▽

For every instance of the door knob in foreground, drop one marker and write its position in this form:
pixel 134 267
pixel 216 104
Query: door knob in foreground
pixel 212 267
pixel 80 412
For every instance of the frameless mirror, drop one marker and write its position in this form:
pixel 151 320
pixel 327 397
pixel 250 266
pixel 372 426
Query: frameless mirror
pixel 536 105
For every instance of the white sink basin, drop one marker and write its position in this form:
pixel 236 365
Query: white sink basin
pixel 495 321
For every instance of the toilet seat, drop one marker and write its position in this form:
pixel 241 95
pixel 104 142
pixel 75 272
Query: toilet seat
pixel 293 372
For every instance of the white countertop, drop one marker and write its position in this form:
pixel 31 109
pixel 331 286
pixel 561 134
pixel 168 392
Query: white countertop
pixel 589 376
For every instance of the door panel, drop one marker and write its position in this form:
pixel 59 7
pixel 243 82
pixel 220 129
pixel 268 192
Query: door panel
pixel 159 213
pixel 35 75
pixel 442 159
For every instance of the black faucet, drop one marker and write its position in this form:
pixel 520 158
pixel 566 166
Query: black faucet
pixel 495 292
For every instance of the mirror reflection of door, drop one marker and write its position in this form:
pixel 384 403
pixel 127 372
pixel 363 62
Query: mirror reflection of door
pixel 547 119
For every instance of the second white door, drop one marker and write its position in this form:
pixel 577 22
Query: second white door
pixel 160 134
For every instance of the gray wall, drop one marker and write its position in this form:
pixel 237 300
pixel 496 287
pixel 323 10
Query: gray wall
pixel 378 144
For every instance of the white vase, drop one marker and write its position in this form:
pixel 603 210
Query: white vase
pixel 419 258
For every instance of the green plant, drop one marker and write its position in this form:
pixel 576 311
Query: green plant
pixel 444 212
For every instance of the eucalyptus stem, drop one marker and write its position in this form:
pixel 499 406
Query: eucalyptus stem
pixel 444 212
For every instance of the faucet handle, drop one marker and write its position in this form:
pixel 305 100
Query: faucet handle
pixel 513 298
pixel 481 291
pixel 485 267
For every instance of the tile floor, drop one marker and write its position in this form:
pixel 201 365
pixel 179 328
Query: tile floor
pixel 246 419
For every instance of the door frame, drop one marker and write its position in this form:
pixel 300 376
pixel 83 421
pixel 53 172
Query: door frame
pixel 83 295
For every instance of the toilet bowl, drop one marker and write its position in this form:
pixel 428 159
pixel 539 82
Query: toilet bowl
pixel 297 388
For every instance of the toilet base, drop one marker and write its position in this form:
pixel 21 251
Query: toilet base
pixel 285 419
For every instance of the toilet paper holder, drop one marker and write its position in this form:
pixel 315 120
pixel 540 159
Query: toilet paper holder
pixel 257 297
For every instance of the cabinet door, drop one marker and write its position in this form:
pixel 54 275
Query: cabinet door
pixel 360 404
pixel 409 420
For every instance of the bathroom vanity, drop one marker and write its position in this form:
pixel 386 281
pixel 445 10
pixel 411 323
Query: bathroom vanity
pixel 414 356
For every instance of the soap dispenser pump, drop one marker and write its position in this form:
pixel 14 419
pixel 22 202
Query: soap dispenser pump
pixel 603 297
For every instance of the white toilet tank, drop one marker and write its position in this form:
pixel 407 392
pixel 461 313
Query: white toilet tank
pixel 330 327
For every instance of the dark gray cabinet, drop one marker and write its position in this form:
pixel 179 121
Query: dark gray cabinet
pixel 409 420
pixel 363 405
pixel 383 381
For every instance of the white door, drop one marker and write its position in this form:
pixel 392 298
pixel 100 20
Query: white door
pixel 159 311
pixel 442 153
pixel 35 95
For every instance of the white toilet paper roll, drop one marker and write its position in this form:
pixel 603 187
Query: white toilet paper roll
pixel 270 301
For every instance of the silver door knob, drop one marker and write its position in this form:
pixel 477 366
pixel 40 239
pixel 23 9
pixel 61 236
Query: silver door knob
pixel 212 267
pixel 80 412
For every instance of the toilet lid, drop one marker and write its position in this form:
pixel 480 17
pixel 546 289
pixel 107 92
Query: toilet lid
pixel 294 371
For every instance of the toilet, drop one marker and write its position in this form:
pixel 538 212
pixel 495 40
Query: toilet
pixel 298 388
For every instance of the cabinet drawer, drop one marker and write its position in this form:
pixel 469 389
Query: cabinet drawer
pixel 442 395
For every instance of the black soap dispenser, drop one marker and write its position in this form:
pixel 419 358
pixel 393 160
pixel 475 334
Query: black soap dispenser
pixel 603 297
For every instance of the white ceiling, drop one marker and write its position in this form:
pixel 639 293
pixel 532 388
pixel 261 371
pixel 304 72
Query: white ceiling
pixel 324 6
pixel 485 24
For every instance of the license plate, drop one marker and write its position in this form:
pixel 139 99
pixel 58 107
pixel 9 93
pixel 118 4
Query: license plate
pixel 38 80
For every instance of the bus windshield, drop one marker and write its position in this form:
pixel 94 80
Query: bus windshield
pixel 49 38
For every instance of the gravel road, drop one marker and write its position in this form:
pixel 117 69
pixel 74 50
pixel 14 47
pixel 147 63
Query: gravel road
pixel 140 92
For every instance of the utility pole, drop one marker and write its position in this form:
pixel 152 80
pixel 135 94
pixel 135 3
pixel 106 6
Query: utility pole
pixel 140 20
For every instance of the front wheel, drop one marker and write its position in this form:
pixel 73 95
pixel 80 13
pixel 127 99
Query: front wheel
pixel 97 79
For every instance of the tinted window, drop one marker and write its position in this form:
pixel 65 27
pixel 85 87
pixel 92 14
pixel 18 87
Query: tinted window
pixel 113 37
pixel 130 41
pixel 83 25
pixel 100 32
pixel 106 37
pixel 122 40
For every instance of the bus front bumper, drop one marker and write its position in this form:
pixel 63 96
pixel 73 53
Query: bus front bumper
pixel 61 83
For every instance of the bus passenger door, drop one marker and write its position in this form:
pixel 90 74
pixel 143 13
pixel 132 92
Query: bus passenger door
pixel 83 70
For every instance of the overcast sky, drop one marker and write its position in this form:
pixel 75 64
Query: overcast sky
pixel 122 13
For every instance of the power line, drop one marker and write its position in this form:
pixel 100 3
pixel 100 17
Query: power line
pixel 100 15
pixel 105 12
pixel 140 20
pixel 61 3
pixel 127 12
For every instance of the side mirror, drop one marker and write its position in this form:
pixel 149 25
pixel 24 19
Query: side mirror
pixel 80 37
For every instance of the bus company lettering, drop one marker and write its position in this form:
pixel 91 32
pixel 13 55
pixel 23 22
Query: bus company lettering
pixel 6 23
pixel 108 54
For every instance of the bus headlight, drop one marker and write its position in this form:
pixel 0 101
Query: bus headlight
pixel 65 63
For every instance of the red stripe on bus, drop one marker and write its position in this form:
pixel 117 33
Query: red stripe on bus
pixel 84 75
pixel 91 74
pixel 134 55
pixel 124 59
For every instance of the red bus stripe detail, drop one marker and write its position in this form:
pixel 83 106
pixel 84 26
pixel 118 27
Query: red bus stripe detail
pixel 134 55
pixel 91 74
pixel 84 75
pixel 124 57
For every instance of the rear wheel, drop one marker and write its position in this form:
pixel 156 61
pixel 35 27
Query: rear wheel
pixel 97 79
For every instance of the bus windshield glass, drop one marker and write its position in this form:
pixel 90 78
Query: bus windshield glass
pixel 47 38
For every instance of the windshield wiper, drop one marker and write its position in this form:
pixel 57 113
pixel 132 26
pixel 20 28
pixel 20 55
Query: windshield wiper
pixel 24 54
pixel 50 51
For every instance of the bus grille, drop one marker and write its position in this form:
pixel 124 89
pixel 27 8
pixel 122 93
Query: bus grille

△

(Problem statement): Please rewrite the listing from the line containing "For every instance of the bus windshield glass, drop" through the end of the listing, inclusive, changing "windshield wiper" to "wiper blade" and keeping everything else the same. Return only those lines.

(Exercise output):
For every instance of the bus windshield glass, drop one marker and write its position in this form:
pixel 90 78
Query: bus windshield glass
pixel 47 38
For every instance of the wiper blade, drop one marker and write its position in this form:
pixel 57 113
pixel 132 26
pixel 20 28
pixel 20 55
Query: wiper blade
pixel 24 54
pixel 50 51
For every instance of the bus grille, drop one marker and write its position in this form:
pixel 124 89
pixel 27 8
pixel 122 93
Query: bus grille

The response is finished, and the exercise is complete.